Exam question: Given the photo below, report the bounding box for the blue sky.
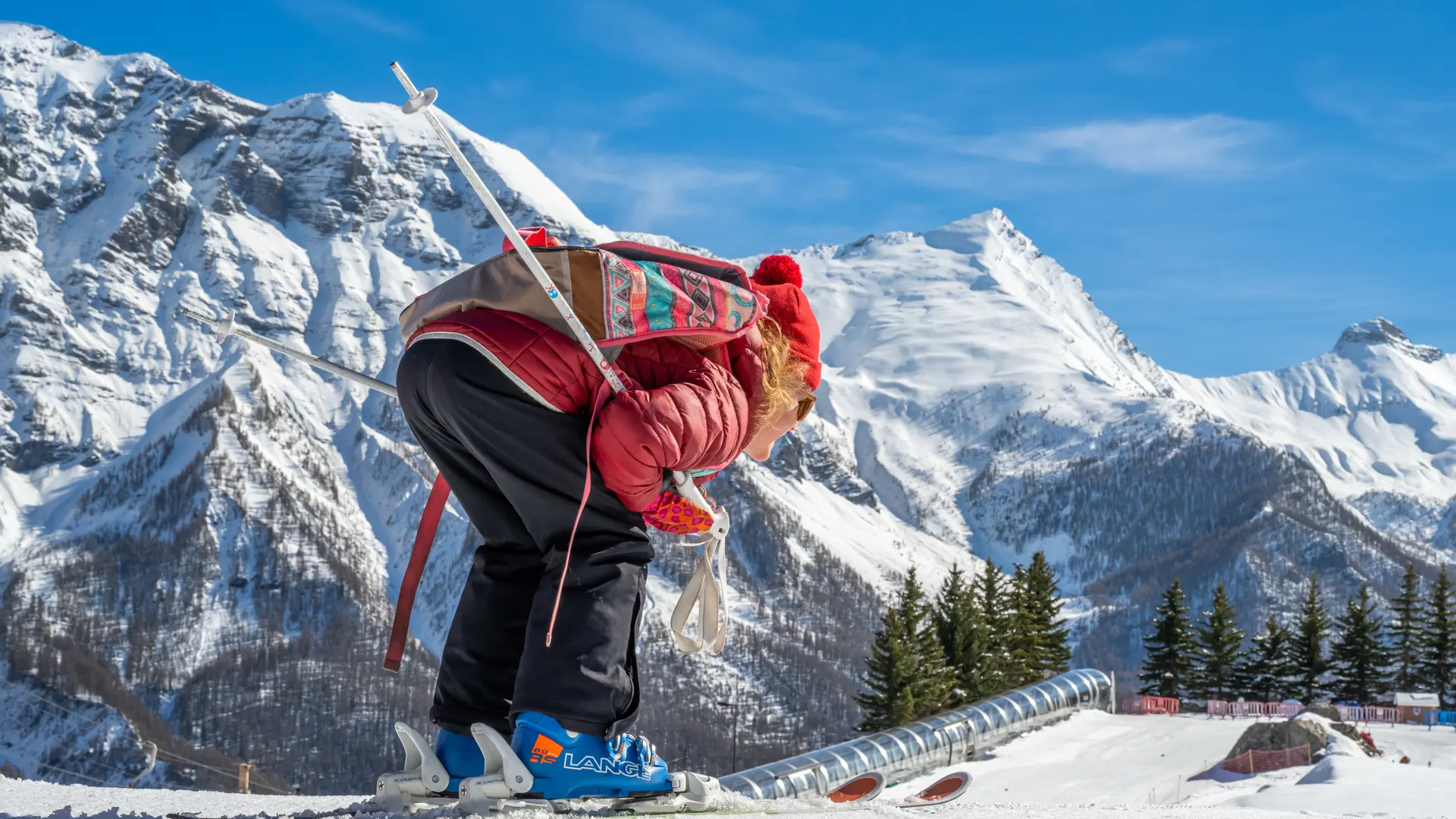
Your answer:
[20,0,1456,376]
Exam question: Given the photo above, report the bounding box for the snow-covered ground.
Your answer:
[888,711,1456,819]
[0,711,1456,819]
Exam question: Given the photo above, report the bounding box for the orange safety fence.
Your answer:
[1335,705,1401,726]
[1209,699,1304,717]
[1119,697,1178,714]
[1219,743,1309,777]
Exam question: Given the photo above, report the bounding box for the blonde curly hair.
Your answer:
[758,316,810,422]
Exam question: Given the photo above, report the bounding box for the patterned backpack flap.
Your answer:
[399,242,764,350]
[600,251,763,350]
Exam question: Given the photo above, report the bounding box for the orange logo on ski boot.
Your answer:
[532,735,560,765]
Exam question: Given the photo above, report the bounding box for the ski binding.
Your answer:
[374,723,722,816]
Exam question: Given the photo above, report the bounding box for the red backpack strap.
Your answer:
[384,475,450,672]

### EXERCISE REQUIREMENTS
Can you pull out, word for word, the stretch of the data running from the line containing "orange safety fence." through the end of the data, with both ends included?

### TASK RESULT
Exam question: Given the photo above, report the bounding box for the orange safety fence.
Your answer:
[1335,705,1401,726]
[1209,699,1304,717]
[1119,697,1178,714]
[1219,743,1309,777]
Exam question: Given the photo above, report the bounding box for the blonde curly hair.
Your answer:
[758,316,810,422]
Exam question: Given the photo above, report the bounding box for the patterned backpack flap.
Your answer:
[399,242,764,350]
[600,251,763,350]
Exam question: Given the photo above, report the bounding box for the orange logo on ski boot.
Your answer:
[532,735,560,765]
Exam question: Given the photo above, report the bounding box for the ski binding.
Your answer:
[374,723,722,816]
Exam question: Given the photo above, report the bounding box for the red backpack strap.
Your answer:
[384,475,450,672]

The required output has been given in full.